> **Passage to read**:
--*--

Sunday, May 24, 2015

Language: The Bumpy Road Through Culture

Having now finished language school, we have spent some time reflecting on our learning experience and the journey of our Swahili study. Like traveling the roads of Kenya, the ride has at times been bumpy and nauseating, sometimes with tough terrain we struggled through, but overall fun. And, at the end of the trip, there is a sense of relief and accomplishment of a voyage completed. And while we expected to learn Swahili language, perhaps the more surprising lessons were the cultural ones learned through our language study.
Andrea and Madison on the road

"Pole sana because the pole cows
are walking polepole in the middle of the road"
Pole (POH-lay): During the briefest visit to Kenya, the word pole is quickly learned (even if it wasn’t featured in the Lion King). A versatile word, it can be used in response to when someone bumps his knee or when his grandfather has died, both with great meaning to express solidarity. It demonstrates empathy and understanding, often combined with sana to say, “very sorry.” It also can be used as an apology, asking forgiveness or a simple “excuse me.” As an adjective and adverb, it can describe tranquility and gentleness. Usually when combined as polepole, it is to go unhurriedly, be careful, or slow down. Upole, the essence of being pole, is a revered state of meekness, kindness, and peacefulness, more often observed than spoken of. Pole is derived from the root word for patience. Very appropriate for a flexible word that seems to have more significance than either “sorry,” “slow down,” or condolences.

--*--

> **Excerpted data**:
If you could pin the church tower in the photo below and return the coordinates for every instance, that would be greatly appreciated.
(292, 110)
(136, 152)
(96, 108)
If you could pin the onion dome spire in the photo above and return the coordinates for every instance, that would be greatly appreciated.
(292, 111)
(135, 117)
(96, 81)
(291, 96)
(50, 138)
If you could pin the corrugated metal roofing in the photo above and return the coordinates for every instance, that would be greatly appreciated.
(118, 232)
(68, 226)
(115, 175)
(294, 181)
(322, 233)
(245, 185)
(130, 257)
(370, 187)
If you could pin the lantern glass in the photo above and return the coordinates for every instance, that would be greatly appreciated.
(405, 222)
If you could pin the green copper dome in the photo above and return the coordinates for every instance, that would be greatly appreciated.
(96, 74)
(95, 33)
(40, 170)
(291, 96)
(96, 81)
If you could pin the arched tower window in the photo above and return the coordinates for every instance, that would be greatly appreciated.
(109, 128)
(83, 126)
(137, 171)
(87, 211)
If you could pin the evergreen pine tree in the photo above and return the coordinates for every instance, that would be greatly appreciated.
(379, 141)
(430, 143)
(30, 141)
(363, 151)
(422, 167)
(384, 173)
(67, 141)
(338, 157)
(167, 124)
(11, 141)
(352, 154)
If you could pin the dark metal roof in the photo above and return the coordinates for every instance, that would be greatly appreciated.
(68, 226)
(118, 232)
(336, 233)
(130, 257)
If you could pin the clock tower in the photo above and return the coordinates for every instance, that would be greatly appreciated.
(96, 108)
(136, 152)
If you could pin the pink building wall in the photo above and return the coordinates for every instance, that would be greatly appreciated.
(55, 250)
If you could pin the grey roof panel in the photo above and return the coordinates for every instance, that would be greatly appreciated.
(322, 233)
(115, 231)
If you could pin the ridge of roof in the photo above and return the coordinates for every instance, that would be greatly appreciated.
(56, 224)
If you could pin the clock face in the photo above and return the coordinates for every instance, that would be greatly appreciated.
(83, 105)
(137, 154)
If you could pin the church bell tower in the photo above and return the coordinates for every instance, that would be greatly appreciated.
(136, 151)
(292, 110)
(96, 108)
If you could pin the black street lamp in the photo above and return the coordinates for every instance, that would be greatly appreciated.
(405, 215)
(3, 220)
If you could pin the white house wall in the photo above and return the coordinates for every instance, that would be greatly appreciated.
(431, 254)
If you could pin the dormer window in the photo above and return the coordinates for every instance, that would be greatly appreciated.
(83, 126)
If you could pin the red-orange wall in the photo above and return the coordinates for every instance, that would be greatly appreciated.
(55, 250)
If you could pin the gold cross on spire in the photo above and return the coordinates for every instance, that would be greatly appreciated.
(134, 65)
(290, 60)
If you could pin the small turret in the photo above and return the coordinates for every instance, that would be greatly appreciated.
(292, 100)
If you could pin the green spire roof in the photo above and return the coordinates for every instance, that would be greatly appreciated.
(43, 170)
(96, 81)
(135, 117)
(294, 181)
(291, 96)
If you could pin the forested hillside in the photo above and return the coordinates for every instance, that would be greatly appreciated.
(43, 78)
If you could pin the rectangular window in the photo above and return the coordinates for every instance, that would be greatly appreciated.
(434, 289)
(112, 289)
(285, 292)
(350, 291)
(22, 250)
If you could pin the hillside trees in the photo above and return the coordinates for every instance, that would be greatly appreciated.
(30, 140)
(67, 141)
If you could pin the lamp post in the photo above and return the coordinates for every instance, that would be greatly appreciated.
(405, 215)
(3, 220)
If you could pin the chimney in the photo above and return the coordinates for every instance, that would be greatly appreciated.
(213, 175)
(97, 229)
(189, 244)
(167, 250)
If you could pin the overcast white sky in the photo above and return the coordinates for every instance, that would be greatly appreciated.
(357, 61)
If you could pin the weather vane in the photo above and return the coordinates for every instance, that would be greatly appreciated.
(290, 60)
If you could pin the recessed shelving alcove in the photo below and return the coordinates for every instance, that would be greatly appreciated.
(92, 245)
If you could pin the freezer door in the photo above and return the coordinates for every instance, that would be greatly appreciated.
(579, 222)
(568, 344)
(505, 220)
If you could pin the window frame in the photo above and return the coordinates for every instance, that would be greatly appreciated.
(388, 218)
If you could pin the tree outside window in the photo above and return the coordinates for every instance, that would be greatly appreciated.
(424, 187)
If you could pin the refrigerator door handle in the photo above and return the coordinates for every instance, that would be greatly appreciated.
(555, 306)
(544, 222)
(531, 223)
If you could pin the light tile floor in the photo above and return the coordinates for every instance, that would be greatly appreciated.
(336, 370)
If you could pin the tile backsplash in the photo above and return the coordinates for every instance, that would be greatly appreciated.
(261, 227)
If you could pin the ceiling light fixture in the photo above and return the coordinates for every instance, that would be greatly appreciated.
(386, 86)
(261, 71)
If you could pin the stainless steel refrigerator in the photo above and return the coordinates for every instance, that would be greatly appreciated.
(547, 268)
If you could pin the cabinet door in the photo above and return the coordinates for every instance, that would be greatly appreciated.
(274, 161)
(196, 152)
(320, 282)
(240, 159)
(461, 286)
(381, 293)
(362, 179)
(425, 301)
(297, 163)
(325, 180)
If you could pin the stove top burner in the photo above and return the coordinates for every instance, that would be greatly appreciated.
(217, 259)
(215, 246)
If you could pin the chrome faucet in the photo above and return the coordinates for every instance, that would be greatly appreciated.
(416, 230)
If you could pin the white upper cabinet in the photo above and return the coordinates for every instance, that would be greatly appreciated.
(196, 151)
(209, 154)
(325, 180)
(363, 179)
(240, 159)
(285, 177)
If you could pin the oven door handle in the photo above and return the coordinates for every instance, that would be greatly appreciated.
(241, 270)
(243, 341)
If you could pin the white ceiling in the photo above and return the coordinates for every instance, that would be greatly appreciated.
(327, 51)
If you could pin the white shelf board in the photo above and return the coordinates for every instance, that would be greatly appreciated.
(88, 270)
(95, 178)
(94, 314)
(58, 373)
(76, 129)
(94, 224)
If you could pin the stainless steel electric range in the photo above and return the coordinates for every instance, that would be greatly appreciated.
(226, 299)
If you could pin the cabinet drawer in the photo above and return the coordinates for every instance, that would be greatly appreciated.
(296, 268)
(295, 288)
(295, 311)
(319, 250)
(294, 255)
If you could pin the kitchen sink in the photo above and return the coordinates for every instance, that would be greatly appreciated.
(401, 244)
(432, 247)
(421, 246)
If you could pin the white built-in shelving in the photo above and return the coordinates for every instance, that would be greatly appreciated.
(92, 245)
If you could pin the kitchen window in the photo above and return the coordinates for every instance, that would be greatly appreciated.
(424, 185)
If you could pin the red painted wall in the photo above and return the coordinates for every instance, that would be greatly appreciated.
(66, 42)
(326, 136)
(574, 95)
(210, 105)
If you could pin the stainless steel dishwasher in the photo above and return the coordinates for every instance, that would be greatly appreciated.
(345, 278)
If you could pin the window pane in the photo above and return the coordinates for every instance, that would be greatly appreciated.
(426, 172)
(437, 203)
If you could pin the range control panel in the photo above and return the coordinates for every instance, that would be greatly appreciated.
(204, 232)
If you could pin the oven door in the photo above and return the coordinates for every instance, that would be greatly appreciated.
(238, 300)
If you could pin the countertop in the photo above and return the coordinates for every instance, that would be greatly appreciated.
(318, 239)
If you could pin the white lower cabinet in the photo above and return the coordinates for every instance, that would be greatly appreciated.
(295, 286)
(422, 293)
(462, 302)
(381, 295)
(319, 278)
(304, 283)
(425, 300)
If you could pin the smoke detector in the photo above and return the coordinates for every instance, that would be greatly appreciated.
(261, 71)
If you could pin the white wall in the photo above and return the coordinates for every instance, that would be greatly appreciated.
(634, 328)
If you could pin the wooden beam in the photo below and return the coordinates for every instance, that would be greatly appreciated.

--*--

> **Exercise description**: Quote the entire blog post about learning Swahili in Kenya word for word. The records are a separate set of material.

> **Response to this task**:
Sunday, May 24, 2015

Language: The Bumpy Road Through Culture

Having now finished language school, we have spent some time reflecting on our learning experience and the journey of our Swahili study. Like traveling the roads of Kenya, the ride has at times been bumpy and nauseating, sometimes with tough terrain we struggled through, but overall fun. And, at the end of the trip, there is a sense of relief and accomplishment of a voyage completed. And while we expected to learn Swahili language, perhaps the more surprising lessons were the cultural ones learned through our language study.
Andrea and Madison on the road

"Pole sana because the pole cows
are walking polepole in the middle of the road"
Pole (POH-lay): During the briefest visit to Kenya, the word pole is quickly learned (even if it wasn’t featured in the Lion King). A versatile word, it can be used in response to when someone bumps his knee or when his grandfather has died, both with great meaning to express solidarity. It demonstrates empathy and understanding, often combined with sana to say, “very sorry.” It also can be used as an apology, asking forgiveness or a simple “excuse me.” As an adjective and adverb, it can describe tranquility and gentleness. Usually when combined as polepole, it is to go unhurriedly, be careful, or slow down. Upole, the essence of being pole, is a revered state of meekness, kindness, and peacefulness, more often observed than spoken of. Pole is derived from the root word for patience. Very appropriate for a flexible word that seems to have more significance than either “sorry,” “slow down,” or condolences.